- Task goal -
Verbatim output of all the material below is required.

*** Task material

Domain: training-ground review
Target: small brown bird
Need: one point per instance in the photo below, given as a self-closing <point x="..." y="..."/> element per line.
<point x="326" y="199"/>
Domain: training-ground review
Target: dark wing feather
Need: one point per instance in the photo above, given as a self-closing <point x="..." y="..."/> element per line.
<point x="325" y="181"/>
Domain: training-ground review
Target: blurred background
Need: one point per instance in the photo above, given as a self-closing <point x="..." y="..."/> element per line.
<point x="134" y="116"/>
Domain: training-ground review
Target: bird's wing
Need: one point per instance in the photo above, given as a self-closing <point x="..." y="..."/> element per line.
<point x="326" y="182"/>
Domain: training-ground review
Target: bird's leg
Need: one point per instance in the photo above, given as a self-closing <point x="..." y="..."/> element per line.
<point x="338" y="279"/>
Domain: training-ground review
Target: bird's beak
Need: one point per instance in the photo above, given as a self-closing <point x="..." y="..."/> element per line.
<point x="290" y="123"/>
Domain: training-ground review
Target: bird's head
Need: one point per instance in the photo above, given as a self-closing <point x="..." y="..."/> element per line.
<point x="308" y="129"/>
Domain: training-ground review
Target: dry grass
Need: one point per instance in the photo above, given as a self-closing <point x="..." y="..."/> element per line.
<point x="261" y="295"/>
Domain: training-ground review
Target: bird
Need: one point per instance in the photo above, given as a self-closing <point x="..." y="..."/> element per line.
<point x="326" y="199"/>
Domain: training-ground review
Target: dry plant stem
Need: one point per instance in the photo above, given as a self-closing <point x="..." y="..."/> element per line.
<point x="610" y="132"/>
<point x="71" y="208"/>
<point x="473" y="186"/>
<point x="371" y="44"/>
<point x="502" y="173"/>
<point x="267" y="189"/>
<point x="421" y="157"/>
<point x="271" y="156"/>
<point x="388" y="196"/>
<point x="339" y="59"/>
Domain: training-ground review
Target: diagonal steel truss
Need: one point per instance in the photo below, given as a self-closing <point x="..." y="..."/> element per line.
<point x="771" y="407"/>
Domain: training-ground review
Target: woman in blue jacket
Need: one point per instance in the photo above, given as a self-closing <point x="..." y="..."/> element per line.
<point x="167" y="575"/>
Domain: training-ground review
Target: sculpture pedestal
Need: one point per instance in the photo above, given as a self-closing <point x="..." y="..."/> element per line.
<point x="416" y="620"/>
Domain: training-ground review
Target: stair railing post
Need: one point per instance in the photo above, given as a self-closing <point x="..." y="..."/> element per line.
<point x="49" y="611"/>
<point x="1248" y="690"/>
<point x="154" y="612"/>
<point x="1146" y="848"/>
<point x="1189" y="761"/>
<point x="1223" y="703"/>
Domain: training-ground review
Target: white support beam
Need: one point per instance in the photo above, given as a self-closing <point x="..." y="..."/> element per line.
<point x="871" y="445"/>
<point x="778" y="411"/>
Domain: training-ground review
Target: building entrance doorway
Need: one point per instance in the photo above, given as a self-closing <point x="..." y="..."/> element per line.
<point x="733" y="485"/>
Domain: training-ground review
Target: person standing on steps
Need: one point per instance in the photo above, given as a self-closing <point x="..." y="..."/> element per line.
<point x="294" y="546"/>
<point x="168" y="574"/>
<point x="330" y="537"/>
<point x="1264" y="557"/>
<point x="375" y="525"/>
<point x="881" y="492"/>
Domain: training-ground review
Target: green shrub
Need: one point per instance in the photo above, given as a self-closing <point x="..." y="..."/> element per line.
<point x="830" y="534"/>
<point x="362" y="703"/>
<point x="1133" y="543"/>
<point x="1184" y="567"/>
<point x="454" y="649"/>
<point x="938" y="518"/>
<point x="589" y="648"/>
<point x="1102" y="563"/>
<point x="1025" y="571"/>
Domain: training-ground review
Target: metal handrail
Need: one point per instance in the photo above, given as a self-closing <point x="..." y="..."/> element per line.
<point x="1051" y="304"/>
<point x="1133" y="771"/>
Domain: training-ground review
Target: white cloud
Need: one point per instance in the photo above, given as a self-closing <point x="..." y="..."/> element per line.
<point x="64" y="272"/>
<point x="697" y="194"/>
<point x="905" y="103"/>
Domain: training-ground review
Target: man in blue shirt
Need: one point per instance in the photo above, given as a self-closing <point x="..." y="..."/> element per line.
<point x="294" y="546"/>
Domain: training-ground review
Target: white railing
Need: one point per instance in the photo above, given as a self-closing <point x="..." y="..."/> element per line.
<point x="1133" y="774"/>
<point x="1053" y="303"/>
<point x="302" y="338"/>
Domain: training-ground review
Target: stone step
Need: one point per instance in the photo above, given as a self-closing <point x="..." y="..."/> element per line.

******

- Response to the exercise -
Domain: training-ground review
Target: small brown bird
Need: one point per instance in the photo below, given as a self-closing <point x="..." y="..."/> element per line.
<point x="326" y="199"/>
Domain: training-ground review
Target: dark wing feather
Need: one point per instance in the photo above, given as a self-closing <point x="..." y="..."/> element per line.
<point x="325" y="181"/>
Domain: training-ground review
Target: blurred background
Need: one point per instance in the photo above, given as a self-closing <point x="..." y="..."/> element per line.
<point x="134" y="116"/>
Domain: training-ground review
Target: bird's wing
Need: one point per instance in the photo above, given as a self-closing <point x="..." y="..."/> element per line.
<point x="326" y="182"/>
Domain: training-ground review
Target: bird's leg
Need: one point per instance in the photo above, given as a self-closing <point x="..." y="..."/> element per line.
<point x="338" y="279"/>
Domain: training-ground review
Target: bird's beak
Need: one point per instance in the photo above, given as a self-closing <point x="..." y="..."/> element per line.
<point x="290" y="123"/>
Domain: training-ground review
Target: bird's head
Need: one point per instance in the photo above, given as a self-closing <point x="..." y="..."/> element per line.
<point x="308" y="129"/>
Domain: training-ground review
Target: dry grass
Need: one point per instance in the photo above, given as a self-closing <point x="..." y="..."/> element per line.
<point x="261" y="295"/>
Domain: training-ground review
Target: bird
Need: one point per instance in the photo above, given as a self-closing <point x="..." y="..."/> element per line.
<point x="326" y="199"/>
Domain: training-ground review
Target: dry plant stem
Need: one point per instance in the photo above, given as a self-closing <point x="..." y="..."/> element per line.
<point x="610" y="132"/>
<point x="71" y="208"/>
<point x="473" y="186"/>
<point x="371" y="44"/>
<point x="502" y="173"/>
<point x="267" y="189"/>
<point x="421" y="157"/>
<point x="271" y="156"/>
<point x="388" y="196"/>
<point x="339" y="59"/>
Domain: training-ground review
Target: diagonal steel truss
Need: one point per instance in the photo below, given as a self-closing <point x="..." y="..."/> element per line.
<point x="771" y="407"/>
Domain: training-ground review
Target: woman in blue jacket
Need: one point per instance in the photo above, given as a self-closing <point x="..." y="..."/> element per line.
<point x="167" y="575"/>
Domain: training-ground review
Target: sculpture pedestal
Need: one point per instance in the photo above, given as a self-closing <point x="..." y="..."/> element per line.
<point x="416" y="620"/>
Domain: training-ground review
Target: stair railing post
Need: one point per instance in the photo above, given as a self-closing <point x="..." y="..."/> element per line.
<point x="49" y="611"/>
<point x="1248" y="690"/>
<point x="154" y="612"/>
<point x="1146" y="848"/>
<point x="1189" y="761"/>
<point x="1223" y="703"/>
Domain: training-ground review
Target: white support beam
Need: one point per instance in the photo above, given as a self-closing <point x="..." y="..."/> element per line.
<point x="871" y="445"/>
<point x="778" y="411"/>
Domain: training-ground review
Target: building entrance doorway
Need: one point per instance in the photo above, given as a self-closing <point x="..." y="..."/> element per line.
<point x="733" y="485"/>
Domain: training-ground review
Target: person standing on steps
Need: one point per instance in the photo above, given as a self-closing <point x="..." y="..."/> element per line.
<point x="294" y="546"/>
<point x="168" y="574"/>
<point x="330" y="537"/>
<point x="1264" y="557"/>
<point x="375" y="525"/>
<point x="881" y="492"/>
Domain: training-ground review
Target: green shrub
Need: one point per instance in the photo above, given as a self-closing <point x="..." y="..."/> element per line.
<point x="830" y="534"/>
<point x="362" y="703"/>
<point x="1133" y="543"/>
<point x="1184" y="567"/>
<point x="454" y="649"/>
<point x="938" y="518"/>
<point x="589" y="648"/>
<point x="1102" y="563"/>
<point x="1025" y="571"/>
Domain: training-ground review
Target: metal handrail
Need: one point per instance in the photo above, given as a self-closing <point x="..." y="..."/> element per line.
<point x="1051" y="304"/>
<point x="1133" y="771"/>
Domain: training-ground review
Target: white cloud
Need: one point per instance in the photo above, given as a self-closing <point x="..." y="..."/> element per line.
<point x="64" y="272"/>
<point x="697" y="194"/>
<point x="905" y="103"/>
Domain: training-ground review
Target: man in blue shirt
Need: one point per instance in the photo above, given as a self-closing <point x="..." y="..."/> element per line.
<point x="294" y="546"/>
Domain: training-ground review
Target: white railing
Need: one point per instance in the photo above, given as a self-closing <point x="..." y="..."/> element per line.
<point x="1133" y="774"/>
<point x="1053" y="303"/>
<point x="302" y="338"/>
Domain: training-ground review
Target: stone step
Need: one point per instance in the photo above, given as a self-closing <point x="..." y="..."/> element per line.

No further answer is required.